» **YOUR GOAL**: Reproduce nothing but the closing run of lines: the line with "For each instance of the metal hook" and each line that follows it to the end of the data.
....................
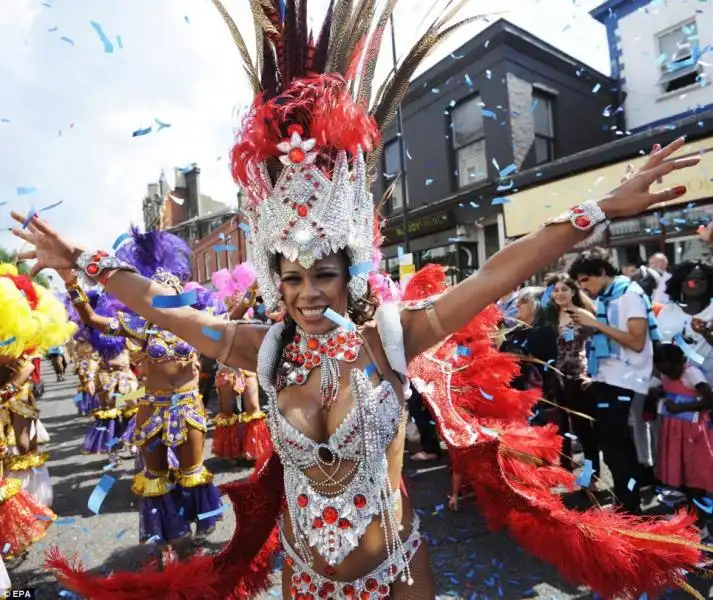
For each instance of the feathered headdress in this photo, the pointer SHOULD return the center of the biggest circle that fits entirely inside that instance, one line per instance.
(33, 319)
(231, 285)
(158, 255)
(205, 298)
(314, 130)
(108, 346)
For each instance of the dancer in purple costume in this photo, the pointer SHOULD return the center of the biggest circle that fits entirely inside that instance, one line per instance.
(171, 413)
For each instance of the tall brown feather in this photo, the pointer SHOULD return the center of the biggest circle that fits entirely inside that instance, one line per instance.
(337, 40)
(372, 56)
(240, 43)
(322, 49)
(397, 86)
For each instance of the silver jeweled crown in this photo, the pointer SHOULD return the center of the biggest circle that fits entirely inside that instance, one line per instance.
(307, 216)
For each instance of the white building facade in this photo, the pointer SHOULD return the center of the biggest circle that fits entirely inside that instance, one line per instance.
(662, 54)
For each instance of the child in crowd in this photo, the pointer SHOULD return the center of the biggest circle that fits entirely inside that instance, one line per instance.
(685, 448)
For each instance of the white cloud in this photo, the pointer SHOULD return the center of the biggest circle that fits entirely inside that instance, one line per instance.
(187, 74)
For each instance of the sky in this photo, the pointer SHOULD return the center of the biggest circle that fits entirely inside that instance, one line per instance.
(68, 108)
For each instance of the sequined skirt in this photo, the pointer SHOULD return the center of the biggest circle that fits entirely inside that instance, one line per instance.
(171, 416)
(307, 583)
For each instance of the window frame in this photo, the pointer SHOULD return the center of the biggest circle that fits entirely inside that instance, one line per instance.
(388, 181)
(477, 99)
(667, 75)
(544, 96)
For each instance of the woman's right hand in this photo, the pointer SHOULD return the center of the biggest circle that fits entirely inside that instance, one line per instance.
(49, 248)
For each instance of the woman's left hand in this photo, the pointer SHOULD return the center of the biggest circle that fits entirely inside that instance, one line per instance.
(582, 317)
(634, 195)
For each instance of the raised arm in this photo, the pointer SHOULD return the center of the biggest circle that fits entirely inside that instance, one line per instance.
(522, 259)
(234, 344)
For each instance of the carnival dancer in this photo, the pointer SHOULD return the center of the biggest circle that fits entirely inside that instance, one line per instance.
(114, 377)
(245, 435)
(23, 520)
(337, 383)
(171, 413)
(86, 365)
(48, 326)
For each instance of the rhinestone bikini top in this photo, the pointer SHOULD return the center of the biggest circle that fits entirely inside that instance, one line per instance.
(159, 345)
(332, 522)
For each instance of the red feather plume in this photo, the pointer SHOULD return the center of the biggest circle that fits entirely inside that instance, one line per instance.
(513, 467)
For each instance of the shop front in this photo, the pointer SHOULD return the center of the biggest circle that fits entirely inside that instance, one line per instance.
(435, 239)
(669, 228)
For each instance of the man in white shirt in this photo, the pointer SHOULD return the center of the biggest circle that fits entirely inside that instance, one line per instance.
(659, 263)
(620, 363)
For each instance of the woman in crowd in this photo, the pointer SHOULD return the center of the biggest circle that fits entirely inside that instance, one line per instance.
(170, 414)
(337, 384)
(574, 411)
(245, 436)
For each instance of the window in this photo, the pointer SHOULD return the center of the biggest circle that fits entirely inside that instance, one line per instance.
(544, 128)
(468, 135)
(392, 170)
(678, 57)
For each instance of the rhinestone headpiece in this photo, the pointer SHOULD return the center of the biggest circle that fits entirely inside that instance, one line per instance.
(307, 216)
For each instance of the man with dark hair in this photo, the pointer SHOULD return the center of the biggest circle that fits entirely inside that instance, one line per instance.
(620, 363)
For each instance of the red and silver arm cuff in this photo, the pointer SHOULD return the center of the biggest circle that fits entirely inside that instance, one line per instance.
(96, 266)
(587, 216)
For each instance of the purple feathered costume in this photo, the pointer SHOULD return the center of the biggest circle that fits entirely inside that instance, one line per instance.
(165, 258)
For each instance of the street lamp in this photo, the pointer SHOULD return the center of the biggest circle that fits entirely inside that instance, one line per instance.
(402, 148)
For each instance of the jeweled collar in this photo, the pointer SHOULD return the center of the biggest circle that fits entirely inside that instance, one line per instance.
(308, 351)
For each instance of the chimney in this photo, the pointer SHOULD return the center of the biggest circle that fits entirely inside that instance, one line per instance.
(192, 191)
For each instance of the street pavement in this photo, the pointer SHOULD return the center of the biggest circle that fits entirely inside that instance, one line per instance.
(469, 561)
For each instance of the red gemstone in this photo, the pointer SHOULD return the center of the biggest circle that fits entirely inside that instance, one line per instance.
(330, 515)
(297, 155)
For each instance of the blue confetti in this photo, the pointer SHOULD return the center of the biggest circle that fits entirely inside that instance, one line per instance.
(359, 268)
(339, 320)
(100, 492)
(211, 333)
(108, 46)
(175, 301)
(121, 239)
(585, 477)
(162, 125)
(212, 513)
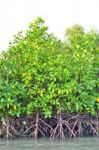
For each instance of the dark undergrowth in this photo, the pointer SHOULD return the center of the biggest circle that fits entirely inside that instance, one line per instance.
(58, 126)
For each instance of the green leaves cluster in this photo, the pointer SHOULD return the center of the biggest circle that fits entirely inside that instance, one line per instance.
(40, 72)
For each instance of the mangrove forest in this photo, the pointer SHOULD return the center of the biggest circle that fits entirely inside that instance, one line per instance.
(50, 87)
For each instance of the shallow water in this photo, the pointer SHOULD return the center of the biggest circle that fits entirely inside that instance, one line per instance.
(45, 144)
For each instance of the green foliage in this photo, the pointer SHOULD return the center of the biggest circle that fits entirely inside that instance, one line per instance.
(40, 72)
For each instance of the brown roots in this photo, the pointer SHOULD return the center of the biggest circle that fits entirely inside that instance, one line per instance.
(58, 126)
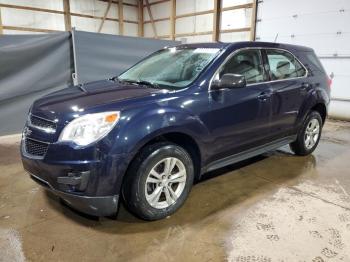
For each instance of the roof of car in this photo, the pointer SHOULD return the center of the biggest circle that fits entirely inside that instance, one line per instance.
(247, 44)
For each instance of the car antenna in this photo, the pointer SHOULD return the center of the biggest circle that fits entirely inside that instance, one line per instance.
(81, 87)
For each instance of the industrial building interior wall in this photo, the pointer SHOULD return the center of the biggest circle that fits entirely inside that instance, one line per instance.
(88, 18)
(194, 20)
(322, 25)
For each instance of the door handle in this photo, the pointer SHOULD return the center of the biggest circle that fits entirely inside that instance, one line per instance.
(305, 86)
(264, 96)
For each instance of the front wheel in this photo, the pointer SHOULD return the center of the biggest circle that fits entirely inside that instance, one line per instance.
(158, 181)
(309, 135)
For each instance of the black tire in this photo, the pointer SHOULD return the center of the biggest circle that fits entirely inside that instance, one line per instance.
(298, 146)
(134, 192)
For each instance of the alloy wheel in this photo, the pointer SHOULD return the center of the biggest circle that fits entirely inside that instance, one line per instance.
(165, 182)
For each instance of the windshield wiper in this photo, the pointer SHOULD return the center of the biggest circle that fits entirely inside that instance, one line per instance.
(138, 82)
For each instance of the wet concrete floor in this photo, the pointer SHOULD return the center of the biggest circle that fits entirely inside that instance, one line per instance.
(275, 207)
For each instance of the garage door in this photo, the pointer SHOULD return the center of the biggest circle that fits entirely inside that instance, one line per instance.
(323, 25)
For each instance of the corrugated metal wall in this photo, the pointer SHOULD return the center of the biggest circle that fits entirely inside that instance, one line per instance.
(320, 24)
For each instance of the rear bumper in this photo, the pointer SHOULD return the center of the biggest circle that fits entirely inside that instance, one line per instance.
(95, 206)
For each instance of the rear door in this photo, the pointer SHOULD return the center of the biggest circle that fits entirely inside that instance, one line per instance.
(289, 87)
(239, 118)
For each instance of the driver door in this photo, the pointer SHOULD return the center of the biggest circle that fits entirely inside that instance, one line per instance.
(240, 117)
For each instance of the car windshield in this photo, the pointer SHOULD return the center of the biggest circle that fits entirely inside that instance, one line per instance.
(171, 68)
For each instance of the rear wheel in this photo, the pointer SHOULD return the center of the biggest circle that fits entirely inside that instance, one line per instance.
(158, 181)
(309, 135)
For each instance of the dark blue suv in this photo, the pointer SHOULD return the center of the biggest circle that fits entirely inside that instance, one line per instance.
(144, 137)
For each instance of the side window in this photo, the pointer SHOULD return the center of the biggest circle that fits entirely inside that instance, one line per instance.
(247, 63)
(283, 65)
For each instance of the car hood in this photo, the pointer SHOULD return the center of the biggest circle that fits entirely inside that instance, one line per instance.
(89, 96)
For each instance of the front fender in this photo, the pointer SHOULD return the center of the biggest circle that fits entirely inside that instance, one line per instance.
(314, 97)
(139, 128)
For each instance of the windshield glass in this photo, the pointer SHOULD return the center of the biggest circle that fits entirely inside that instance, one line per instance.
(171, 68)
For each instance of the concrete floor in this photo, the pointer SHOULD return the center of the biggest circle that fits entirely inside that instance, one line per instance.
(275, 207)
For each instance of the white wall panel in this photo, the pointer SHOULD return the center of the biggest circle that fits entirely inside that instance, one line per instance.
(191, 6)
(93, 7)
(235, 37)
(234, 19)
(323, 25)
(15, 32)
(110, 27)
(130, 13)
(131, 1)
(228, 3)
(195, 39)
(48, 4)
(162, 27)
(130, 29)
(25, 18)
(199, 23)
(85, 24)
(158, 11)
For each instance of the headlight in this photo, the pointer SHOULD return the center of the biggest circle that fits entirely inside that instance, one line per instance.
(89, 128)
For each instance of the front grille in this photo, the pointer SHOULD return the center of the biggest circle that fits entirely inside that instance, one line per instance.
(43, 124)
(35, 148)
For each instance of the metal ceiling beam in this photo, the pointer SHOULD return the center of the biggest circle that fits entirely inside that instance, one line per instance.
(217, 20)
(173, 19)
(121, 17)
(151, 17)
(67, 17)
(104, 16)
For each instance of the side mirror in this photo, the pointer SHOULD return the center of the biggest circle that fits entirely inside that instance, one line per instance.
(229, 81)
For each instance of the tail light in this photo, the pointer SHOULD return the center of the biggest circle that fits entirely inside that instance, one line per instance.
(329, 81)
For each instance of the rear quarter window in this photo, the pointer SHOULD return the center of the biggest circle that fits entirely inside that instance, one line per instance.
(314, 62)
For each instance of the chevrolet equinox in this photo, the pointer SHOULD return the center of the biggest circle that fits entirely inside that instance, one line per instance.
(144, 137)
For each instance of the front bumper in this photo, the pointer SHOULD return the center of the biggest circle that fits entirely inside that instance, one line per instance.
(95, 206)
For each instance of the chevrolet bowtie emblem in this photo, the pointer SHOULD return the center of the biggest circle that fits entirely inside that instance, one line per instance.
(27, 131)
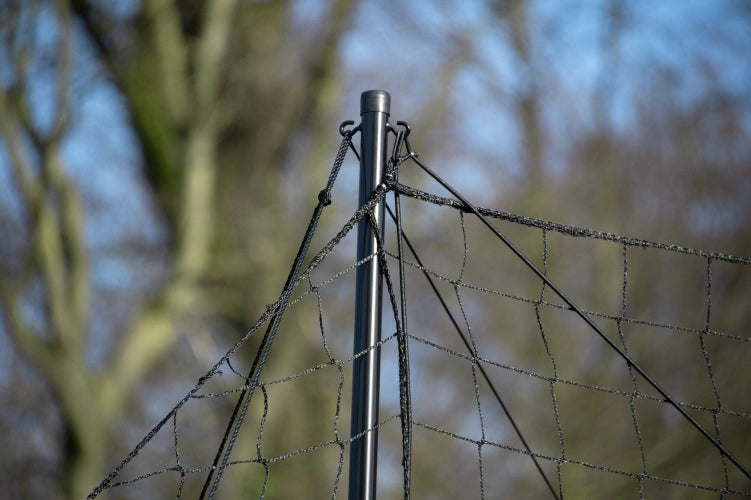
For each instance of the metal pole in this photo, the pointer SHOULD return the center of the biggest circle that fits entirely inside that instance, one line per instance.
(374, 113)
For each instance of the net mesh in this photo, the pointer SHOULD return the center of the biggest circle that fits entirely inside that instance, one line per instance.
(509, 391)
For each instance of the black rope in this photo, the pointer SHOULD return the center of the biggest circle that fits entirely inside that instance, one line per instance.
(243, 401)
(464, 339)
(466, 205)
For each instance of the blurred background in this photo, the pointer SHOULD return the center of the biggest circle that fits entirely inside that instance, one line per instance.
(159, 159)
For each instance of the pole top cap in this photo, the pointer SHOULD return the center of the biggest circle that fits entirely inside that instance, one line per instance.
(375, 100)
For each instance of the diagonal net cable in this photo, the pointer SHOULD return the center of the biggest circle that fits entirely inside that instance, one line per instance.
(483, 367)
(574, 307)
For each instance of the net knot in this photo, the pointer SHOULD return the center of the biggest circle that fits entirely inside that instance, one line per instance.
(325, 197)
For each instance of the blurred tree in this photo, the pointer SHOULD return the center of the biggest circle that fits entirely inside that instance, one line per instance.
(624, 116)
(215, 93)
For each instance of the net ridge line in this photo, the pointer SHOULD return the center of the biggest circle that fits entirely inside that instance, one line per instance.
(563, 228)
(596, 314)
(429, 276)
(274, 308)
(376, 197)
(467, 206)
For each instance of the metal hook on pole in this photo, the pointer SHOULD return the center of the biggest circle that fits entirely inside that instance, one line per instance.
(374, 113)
....................
» **RESULT OF THIS EXERCISE**:
For each instance of the metal hook on pole in this photo, the pointer SHOULD return the center of the biggest circle that fits entirely inside that instance, one line per instance.
(374, 113)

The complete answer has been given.